## What you should do
Reproduce every line of the material below without changing a single character.

##### Exercise data

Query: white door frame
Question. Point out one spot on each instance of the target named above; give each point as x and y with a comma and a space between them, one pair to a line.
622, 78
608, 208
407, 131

##########

## Written response
Query: white door frame
Question. Point out one spot on each instance of the target named above; give each point as x and y with a comma and a space between them, one pair to a line.
622, 78
608, 208
407, 131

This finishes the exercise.